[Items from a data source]
=-=-=-=-=

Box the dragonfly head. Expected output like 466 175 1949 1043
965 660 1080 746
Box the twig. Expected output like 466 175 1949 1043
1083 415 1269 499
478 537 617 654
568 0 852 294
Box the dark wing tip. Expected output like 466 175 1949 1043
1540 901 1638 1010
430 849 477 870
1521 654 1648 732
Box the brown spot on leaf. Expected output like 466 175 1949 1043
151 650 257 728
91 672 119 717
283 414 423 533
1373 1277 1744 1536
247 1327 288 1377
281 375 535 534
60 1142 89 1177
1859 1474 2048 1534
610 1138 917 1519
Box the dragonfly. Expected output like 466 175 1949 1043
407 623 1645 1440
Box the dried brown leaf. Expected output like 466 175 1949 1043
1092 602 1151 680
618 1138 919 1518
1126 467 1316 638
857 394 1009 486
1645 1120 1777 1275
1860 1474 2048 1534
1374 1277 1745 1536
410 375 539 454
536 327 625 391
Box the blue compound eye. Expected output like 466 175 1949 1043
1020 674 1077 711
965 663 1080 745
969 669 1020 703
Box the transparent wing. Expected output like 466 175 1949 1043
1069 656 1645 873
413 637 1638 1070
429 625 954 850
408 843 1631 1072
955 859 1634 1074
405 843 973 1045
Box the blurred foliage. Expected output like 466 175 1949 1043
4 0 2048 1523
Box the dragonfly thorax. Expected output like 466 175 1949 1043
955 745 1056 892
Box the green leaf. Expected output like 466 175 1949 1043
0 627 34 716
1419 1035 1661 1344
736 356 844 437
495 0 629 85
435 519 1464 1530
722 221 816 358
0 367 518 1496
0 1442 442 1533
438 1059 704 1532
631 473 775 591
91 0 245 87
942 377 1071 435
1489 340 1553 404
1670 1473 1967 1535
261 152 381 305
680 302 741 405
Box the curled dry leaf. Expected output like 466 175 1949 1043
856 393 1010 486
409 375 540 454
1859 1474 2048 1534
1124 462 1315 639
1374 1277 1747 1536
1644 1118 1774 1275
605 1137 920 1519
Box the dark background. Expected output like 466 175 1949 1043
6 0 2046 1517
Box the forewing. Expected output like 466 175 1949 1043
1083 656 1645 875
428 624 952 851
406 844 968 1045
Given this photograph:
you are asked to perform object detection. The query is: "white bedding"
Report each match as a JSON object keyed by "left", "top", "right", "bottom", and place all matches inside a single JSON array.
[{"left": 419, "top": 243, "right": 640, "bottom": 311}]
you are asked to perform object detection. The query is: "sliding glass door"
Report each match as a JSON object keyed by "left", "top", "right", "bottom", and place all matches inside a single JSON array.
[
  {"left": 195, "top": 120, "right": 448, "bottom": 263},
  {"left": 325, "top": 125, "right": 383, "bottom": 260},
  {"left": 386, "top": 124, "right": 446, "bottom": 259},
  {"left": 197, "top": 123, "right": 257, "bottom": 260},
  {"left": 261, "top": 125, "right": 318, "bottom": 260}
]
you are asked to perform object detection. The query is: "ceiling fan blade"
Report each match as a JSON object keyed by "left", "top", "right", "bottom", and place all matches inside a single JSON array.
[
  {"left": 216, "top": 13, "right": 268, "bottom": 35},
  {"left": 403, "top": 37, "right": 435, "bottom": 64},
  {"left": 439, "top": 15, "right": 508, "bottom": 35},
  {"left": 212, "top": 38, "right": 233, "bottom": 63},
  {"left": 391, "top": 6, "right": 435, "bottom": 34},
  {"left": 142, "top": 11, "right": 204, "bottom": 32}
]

=-=-=-=-=

**EXERCISE REQUIREMENTS**:
Pick out the lines above that hold the string "query" and show them.

**WRITTEN REPLY**:
you are asked to perform object detection. The query is: "white bedding"
you are asked to perform object detection. The query is: "sliding glass door"
you are asked to perform object detection. The query is: "ceiling fan blade"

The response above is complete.